• [Required work] Please extend the piece about A Tribe Called Red, picking up right after its last sentence.

• [Quoted text]
+--

A Tribe Called Red’s right hook is their ability to appropriate otherwise problematic and racist imagery and stereotypes of First Nations people, such as repurposing the Jamaican dancehall tune, “Scalp Dem,” which plays up tropes of the vicious and savage “native.” But in the hands of Bear Witness, DJ NDN and DJ Shub — and a little help from now defunct rap group, Das Racist — it’s “Indians From All Directions,” an addictive, modern celebration of indigenaity and an act of decolonization.

“What I like to say even more now is indigenizing them,” Bear says. “You’re taking this imagery, this one-dimensional, racist imagery and changing it, flipping it, sifting through it and finding a way to take the negativity out of it and turn it into something positive, or even empowering, for ourselves.”

But just because these boys don’t shy away from addressing the very real economic and social issues that affect aboriginal peoples, it doesn’t mean they don’t know how to make insanely addictive EDM.

From their debut album, Red Skin Girl, is a remix of a Northern Cree song with thumping, perfectly timed bass drops coupled with vocals full of tonality. The varied pitches have you swaying your body, shimmying your shoulders, and repeating, “Red skin girl, I love you, ah love you all the time.”

+--

• [Dataset]

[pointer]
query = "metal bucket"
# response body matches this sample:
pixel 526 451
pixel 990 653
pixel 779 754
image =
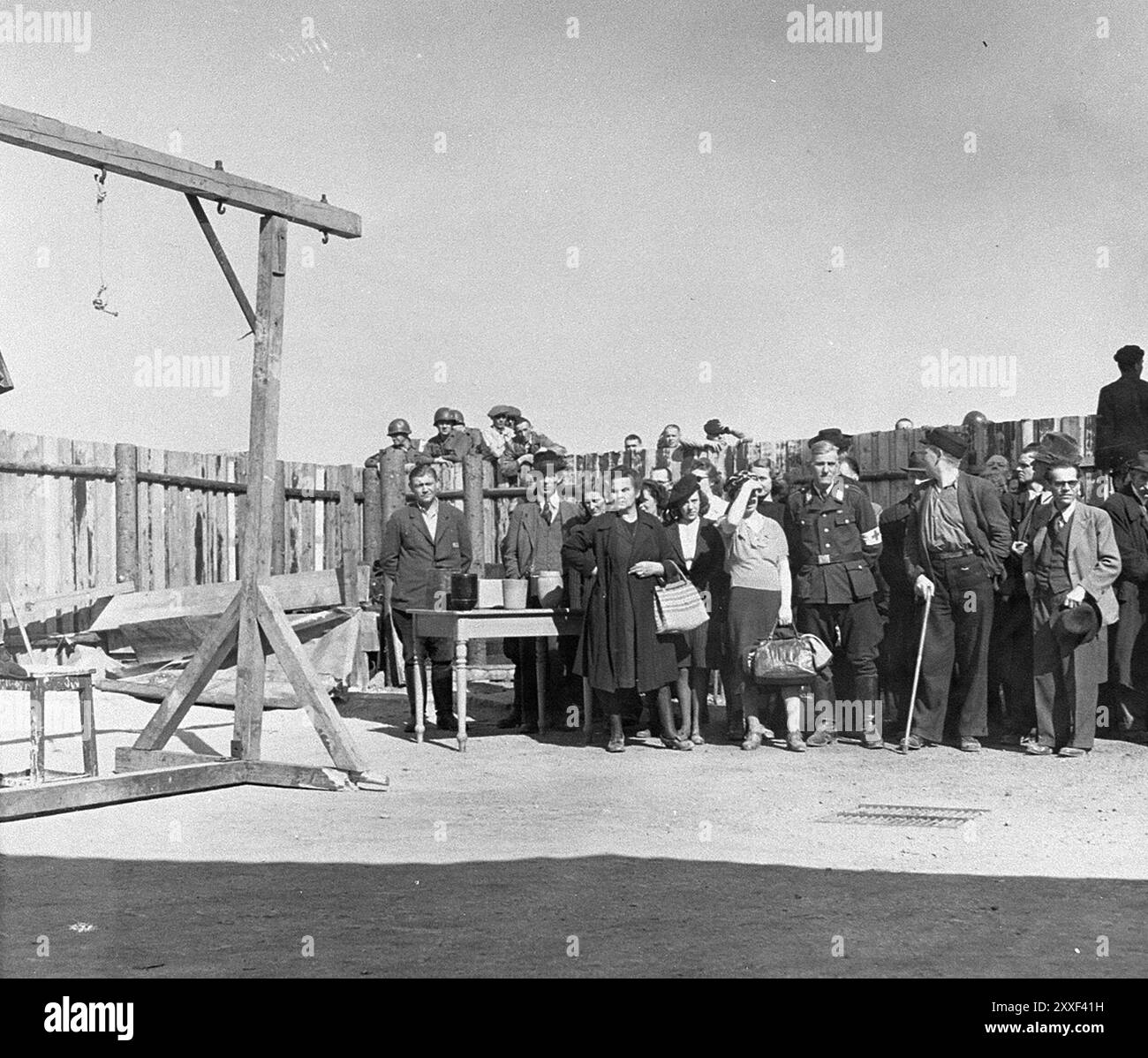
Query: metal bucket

+--

• [Output for this exercise]
The oscillating vocals and hollow intro drum of “Sisters” from Nation II Nation is the perfect lure in, but it’s right after the fade out and the first drop that you can’t stop yourself from moving your hips back and forth. Follow that up with the fast paced, multi-layered, hyperactive “Tanto’s Revenge” and “Sweet Milk Pop,” music perfectly tailored for any strobe-lit, sweaty dance club but with an undeniable “native” twist, and you’ll be ready for your first electric powwow.

“We had created something for our community, but everybody loves it,” Bear says. “It seems to touch everybody in the same place, aboriginal and non-aboriginal people alike feel the music.”